# Start of Records supplied

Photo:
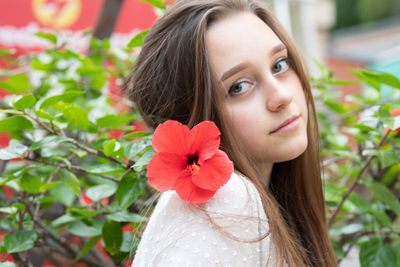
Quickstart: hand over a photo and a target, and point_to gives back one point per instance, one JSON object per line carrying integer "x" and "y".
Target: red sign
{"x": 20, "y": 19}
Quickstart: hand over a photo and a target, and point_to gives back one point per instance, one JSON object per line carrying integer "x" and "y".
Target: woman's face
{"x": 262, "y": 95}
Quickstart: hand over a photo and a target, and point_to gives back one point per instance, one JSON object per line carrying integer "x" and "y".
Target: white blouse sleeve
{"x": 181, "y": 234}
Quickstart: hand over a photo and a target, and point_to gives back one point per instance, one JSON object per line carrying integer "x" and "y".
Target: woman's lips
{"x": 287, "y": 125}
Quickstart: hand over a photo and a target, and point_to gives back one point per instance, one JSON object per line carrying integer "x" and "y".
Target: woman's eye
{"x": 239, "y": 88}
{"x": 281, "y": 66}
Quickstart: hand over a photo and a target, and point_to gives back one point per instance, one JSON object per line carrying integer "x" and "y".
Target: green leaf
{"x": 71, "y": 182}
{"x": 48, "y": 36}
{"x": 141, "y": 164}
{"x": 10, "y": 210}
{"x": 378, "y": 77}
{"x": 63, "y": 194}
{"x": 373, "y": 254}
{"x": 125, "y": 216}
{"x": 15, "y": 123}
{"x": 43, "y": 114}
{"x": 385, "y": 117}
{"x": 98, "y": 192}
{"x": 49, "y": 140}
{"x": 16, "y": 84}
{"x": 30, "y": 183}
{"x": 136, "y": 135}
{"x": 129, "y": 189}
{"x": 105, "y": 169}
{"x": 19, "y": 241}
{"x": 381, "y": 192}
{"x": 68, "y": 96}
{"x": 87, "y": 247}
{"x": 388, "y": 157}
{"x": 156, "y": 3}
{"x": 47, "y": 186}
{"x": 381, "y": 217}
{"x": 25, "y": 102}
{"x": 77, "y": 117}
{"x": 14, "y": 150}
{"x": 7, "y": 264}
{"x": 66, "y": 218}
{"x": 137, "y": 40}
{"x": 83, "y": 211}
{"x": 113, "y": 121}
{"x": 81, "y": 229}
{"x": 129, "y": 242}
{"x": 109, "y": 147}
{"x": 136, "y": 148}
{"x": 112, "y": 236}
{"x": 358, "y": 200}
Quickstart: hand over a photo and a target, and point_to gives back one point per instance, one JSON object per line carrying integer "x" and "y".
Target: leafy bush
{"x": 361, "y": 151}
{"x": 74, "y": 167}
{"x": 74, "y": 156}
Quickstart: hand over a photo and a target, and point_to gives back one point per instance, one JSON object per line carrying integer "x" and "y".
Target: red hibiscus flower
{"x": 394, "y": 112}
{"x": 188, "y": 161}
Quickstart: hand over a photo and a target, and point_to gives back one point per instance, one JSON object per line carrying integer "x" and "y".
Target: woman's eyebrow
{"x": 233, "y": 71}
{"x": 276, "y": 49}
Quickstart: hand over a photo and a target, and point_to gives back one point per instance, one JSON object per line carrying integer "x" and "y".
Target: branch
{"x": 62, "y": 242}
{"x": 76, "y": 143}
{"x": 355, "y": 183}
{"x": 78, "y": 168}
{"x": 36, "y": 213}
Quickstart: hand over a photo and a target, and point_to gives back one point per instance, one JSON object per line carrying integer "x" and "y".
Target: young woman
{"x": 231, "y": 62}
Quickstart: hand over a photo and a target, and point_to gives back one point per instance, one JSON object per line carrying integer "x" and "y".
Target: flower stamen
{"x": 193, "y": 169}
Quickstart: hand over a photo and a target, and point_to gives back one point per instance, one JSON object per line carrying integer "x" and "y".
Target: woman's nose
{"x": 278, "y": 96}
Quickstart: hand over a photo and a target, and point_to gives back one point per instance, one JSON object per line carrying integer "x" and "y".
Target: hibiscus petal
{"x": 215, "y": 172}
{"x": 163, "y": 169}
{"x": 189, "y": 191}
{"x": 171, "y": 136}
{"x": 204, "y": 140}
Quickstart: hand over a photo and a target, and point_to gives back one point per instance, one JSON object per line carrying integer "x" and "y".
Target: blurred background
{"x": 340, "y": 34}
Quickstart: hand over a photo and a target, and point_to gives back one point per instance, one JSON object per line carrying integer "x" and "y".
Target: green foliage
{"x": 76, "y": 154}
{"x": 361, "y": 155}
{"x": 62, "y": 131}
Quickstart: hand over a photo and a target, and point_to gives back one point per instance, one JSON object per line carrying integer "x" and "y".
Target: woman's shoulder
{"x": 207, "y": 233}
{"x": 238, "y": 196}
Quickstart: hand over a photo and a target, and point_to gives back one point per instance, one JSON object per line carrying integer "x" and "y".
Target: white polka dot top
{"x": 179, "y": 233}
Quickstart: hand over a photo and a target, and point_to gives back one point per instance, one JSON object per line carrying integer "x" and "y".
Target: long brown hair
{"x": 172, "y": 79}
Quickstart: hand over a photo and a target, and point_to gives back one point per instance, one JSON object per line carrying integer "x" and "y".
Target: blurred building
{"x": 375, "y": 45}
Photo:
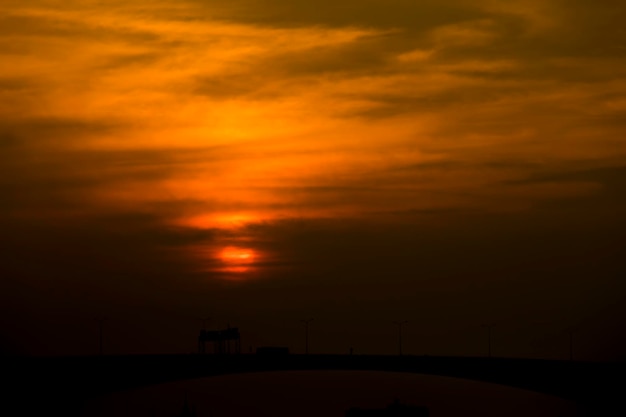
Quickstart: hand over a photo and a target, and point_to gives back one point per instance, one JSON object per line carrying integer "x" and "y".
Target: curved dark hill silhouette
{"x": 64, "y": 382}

# End of Records supplied

→ Request: Filter the items above down to the lines that contain the string "flower", copying each matching line unchanged.

→ Expected output:
Target: red hibiscus flower
Target: flower stamen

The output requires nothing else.